--- Records for this exercise ---

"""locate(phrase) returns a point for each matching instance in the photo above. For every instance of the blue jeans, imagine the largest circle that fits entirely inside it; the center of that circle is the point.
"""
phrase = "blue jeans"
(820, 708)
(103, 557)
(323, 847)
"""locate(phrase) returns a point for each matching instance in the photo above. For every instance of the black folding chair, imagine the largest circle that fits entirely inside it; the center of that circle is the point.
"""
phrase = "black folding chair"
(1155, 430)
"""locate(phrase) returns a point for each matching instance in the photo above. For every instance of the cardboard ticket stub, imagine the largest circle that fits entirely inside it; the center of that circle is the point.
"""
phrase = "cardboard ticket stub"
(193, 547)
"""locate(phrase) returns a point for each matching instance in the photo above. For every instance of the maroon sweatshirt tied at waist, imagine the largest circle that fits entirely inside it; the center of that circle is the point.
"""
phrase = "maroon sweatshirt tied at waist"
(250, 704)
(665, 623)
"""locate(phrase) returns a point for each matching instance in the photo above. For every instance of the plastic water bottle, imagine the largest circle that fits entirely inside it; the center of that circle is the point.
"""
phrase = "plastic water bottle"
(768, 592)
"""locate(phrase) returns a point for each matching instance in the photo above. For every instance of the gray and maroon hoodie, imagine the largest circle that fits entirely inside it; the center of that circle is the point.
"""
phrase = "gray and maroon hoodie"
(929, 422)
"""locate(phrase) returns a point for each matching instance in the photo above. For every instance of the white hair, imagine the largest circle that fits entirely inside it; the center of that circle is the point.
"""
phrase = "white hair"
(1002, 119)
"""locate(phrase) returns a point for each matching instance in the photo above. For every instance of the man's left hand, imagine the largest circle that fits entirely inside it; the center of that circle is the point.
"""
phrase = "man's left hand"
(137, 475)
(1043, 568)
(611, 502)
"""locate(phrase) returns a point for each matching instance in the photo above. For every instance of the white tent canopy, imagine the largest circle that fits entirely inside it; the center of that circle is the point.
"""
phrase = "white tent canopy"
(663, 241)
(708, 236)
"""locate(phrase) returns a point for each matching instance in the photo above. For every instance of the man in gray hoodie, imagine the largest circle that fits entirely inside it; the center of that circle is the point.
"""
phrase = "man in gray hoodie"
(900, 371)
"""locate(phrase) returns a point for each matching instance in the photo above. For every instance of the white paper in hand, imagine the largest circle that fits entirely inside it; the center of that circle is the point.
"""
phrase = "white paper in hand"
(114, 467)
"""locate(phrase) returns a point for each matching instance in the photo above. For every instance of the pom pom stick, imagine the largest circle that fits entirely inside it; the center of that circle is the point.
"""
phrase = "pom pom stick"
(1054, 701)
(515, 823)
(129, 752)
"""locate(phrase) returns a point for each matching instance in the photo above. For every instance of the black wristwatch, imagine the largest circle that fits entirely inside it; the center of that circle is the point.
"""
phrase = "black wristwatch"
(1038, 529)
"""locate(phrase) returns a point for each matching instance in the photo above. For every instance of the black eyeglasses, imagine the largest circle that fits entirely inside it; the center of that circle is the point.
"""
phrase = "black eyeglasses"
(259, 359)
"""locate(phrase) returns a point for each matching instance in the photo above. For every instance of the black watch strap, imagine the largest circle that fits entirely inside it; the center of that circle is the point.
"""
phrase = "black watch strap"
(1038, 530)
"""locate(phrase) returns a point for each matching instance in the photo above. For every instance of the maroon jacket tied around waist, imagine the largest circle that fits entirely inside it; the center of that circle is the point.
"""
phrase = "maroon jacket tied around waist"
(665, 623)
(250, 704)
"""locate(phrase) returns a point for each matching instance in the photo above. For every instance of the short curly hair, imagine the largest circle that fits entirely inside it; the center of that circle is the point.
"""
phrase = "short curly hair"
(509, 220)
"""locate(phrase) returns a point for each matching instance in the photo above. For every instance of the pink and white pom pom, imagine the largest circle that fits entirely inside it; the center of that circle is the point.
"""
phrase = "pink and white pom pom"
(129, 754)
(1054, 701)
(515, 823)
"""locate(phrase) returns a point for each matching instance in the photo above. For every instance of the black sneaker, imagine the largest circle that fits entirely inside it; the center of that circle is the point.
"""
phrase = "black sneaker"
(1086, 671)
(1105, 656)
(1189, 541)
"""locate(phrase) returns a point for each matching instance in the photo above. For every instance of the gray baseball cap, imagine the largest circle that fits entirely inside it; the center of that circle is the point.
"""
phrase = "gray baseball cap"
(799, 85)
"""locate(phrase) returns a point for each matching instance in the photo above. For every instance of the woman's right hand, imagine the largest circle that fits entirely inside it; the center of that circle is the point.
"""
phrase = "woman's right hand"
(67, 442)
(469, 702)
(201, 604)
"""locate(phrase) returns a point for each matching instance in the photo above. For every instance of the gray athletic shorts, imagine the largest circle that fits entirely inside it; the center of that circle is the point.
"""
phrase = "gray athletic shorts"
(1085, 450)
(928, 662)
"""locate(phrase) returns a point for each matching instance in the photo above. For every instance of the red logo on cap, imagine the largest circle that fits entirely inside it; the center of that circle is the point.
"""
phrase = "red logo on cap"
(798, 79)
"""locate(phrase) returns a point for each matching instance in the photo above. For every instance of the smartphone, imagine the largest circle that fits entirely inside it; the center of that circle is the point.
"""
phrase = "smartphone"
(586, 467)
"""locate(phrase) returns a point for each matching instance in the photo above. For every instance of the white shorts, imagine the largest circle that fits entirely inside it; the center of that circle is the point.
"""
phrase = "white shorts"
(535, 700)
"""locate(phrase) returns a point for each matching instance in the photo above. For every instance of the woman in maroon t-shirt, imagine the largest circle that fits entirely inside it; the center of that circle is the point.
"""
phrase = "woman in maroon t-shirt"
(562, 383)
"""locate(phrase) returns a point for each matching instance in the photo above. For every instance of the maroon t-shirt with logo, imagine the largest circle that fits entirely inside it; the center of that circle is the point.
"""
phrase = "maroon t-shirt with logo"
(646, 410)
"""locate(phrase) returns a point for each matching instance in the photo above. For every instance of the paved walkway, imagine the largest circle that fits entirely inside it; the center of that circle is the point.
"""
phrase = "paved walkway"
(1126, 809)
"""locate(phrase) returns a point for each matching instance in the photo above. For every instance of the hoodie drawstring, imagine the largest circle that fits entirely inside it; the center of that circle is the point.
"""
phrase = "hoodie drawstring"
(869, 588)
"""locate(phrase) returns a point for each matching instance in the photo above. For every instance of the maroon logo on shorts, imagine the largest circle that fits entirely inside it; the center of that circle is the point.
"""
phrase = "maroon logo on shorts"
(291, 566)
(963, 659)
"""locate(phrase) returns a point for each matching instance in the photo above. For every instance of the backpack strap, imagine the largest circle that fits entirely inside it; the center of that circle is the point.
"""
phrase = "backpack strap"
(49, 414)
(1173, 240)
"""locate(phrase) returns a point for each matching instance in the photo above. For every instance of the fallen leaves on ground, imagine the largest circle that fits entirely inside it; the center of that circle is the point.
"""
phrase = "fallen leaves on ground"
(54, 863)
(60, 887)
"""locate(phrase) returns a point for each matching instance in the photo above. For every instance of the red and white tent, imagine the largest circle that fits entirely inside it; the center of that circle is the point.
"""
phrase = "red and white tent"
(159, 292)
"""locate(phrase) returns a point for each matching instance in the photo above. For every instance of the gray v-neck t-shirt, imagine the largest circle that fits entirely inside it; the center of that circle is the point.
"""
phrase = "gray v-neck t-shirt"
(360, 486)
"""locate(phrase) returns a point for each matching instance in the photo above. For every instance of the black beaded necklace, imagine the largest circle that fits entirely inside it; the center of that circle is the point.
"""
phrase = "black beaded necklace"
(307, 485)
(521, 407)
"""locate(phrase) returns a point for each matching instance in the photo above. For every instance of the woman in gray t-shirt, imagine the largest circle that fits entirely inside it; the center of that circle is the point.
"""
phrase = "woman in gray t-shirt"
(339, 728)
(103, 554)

---

# Task statement
Reproduce the material above in full, with every occurrence of "largest circle" changed to "biggest circle" and nothing else altered.

# Result for this task
"""locate(phrase) returns a point for each matching instance in the photo above. For every instance of the blue jeans, imagine the biggest circle that fits entirely inside it; the center of that circle is the point.
"""
phrase = "blue jeans"
(820, 708)
(103, 557)
(323, 847)
"""locate(phrase) returns a point for each matching instance in the photo above. For every instance of the black folding chair, imagine the biggest circle that fits entirely inside it; the center of that circle is the point.
"""
phrase = "black folding chair"
(1155, 430)
"""locate(phrase) returns a point for each matching instance in the photo above. For every instance of the cardboard ticket stub, imagine the biggest circle that fits entirely inside it; the center of that circle is the point.
"""
phrase = "cardboard ticket stub"
(193, 547)
"""locate(phrase) returns a point for each matching instance in the photo above. For every instance of the maroon sweatshirt tied at waist, imagine the biggest circle that fits entirely inside it; the center of that circle is the point.
"""
phrase = "maroon sweatshirt tied at waist"
(250, 704)
(665, 623)
"""locate(phrase) returns a point for each matching instance in the photo above. For every instance of the plastic water bottle, imagine the biggest circle that fits entirely inside it; the center of that circle is the point.
"""
phrase = "plastic water bottle"
(768, 592)
"""locate(phrase) returns a point for each matching instance in the photo above. For every instance of the gray and maroon hoodie, imagine the biggest circle that fits entirely inside it; the center of that circle is the point.
"""
phrase = "gray and maroon hoodie"
(929, 422)
"""locate(phrase) returns a point for each matching instance in the photo above. For every instance of the white hair, imagine the biggest circle that fits entirely inside it; the center of that circle is the point.
"""
phrase = "white hair"
(1002, 119)
"""locate(phrase) returns a point for each matching instance in the photo above. For every instance of the man's left hand, imagine the biggest circle that fits entirely inside it; the center of that circle is the point.
"""
phrase = "man's left hand"
(137, 475)
(1043, 568)
(611, 502)
"""locate(phrase) returns a point for each matching instance in the photo above. For every instance of the white tent canopy, imagine the biggest circle that fits entirely inside it; the center of that circle is the point.
"""
phrase = "white tent canopy"
(663, 241)
(708, 236)
"""locate(phrase) returns a point for each matching instance in the photo above. For every instance of the man in gray hoodie, imagine the biggest circle that fits entirely inside it; the center of that circle is the point.
"""
phrase = "man in gray hoodie"
(900, 371)
"""locate(phrase) returns a point for each matching instance in the photo above. For every instance of the white paper in hand, imagine the biggest circle that fits entirely inside it; the center of that circle is the point.
"""
phrase = "white paper in hand"
(114, 467)
"""locate(phrase) returns a point for each matching instance in the photo above. For every instance of the pom pom stick, imagine the biggest circle that fits entirely inside it; the center of that circle is the point.
"""
phrase = "pom pom stick"
(1054, 701)
(515, 823)
(129, 752)
"""locate(phrase) returns a point for each matching instance in the photo above. For every instance of the black wristwatch, imagine the biggest circle that fits entirely inside it; the center of that circle is the point.
"""
phrase = "black wristwatch"
(1038, 529)
"""locate(phrase) returns a point for each matching instance in the photo above. For every instance of the black eyeglasses, imagine the biggest circle that fits entirely inside it; the center of that circle is the point.
"""
phrase = "black eyeglasses"
(259, 359)
"""locate(phrase) returns a point for each matching instance in the photo above. For every instance of the black watch strap, imagine the biggest circle that fits entirely inside it; the center of that circle is the point.
"""
phrase = "black watch strap"
(1038, 530)
"""locate(phrase) returns a point for each matching instance in the photo above. For every instance of the maroon jacket tied around waist, imagine the biggest circle that fits entirely inside it; the center of that circle is the point.
"""
phrase = "maroon jacket tied around waist"
(665, 623)
(250, 704)
"""locate(phrase) returns a point for each matching instance in the photo above. For every instance of the short curly hair, imagine the biggest circle that fits entirely inside it; the center of that circle is the point.
"""
phrase = "short curly hair"
(509, 220)
"""locate(phrase) returns a point for each matching instance in the photo above. For every instance of the pink and white pom pom, imagine the biggest circle that fits entirely inside it; the center of that circle is the point.
"""
phrase = "pink and white pom pom"
(129, 754)
(1054, 701)
(515, 823)
"""locate(phrase) returns a point for each matching instance in the photo above. For every instance of the black sneaker, imagine the biggest circle that fits entirely inside it; the center of that circle is the point.
"""
phrase = "black sneaker"
(1086, 671)
(1105, 656)
(1189, 541)
"""locate(phrase) returns a point for each matching instance in the photo above. For every instance of the gray baseball cap, imagine the biggest circle that fits entirely inside it; the center of that circle is the point.
"""
phrase = "gray baseball cap"
(799, 85)
"""locate(phrase) returns a point for each matching instance in the photo above. For every instance of the woman's right hand, imagine the biggest circle that fits entirely inside it; the center of that circle is the point.
"""
phrase = "woman's right hand"
(67, 442)
(469, 702)
(201, 604)
"""locate(phrase) returns a point for each matching instance in the photo above. For every instance of the gray athletic shorts, imagine the biggest circle that fits entirely inside it; the center of that circle is the point.
"""
phrase = "gray athletic shorts"
(1085, 450)
(928, 662)
"""locate(phrase) returns a point for each matching instance in the photo above. For every instance of the red logo on cap, imagine the biggest circle that fits entirely inside it; the center of that circle is the point.
"""
phrase = "red logo on cap"
(798, 79)
"""locate(phrase) returns a point for each matching instance in the photo above. For every instance of the smartphone, imagine the biggest circle that fits entirely inside it; the center of that circle is the point.
"""
phrase = "smartphone"
(586, 467)
"""locate(phrase) returns a point for each matching instance in the photo above. For every instance of the white shorts, imagine the biggest circle that fits entirely inside it; the center of that circle is the point.
"""
phrase = "white shorts"
(535, 700)
"""locate(phrase) returns a point for each matching instance in the photo above. For every instance of the woman in maroon t-shirt, imagine the biggest circle that fits entirely inside it; the center of that circle is the point.
"""
phrase = "woman in maroon t-shirt"
(562, 383)
"""locate(phrase) returns a point for each matching instance in the photo above. For every instance of the maroon t-shirt with logo, imagine the biggest circle that fits entirely inside it; the center of that circle is the point.
"""
phrase = "maroon t-shirt with logo"
(646, 410)
"""locate(phrase) returns a point for each matching instance in the photo above. For every instance of the paved walkway, imagine the biggest circle that fits entirely inside it; the center of that circle is the point.
"""
phrase = "paved walkway"
(1126, 809)
"""locate(phrase) returns a point for each matching instance in the photo above. For every instance of the hoodie drawstring, imagine the biggest circle that fits entirely inside it; the center of that circle is the point.
"""
phrase = "hoodie drawstring"
(869, 588)
"""locate(phrase) returns a point for each matching instance in the photo above. For every instance of the maroon logo on shorts, imagine the biggest circle that fits entirely inside it; the center of that circle is the point.
"""
phrase = "maroon logo on shorts"
(291, 566)
(963, 659)
"""locate(phrase) returns a point for each matching instance in the photo above. For every instance of the backpack strap, imagine the biggest circle that fits entirely inside it; the center of that circle is the point.
"""
phrase = "backpack strap"
(49, 414)
(1173, 240)
"""locate(phrase) returns a point for each matching instance in the photo above. For every instance of the fallen leaves on ground, imagine the biggest circle that fits entirely inside it; the center of that circle is the point.
"""
phrase = "fallen leaves on ground"
(54, 863)
(60, 887)
"""locate(phrase) returns a point for each matching instance in the photo above. For every instance of the red and white tent, imagine the biggest circle that fits entirely inside it; the center of that circle is the point.
"""
phrase = "red and white tent"
(159, 292)
"""locate(phrase) returns a point for each matching instance in the photo above. For every instance of the gray v-neck t-shirt, imagine the biggest circle that fits entirely inside it; the center of that circle is the point.
"""
phrase = "gray v-neck t-shirt"
(360, 486)
"""locate(phrase) returns a point for each matching instance in the photo above. For every instance of the black beaded necklace, imagine the biggest circle that fits entirely inside it; the center of that circle is the point.
"""
phrase = "black beaded necklace"
(307, 485)
(521, 407)
"""locate(phrase) returns a point for each matching instance in the photo above. For every instance of the woman in gray t-shirt, imagine the biggest circle that fits entirely inside it; the center of that circle is the point.
"""
phrase = "woman in gray t-shirt"
(339, 728)
(103, 554)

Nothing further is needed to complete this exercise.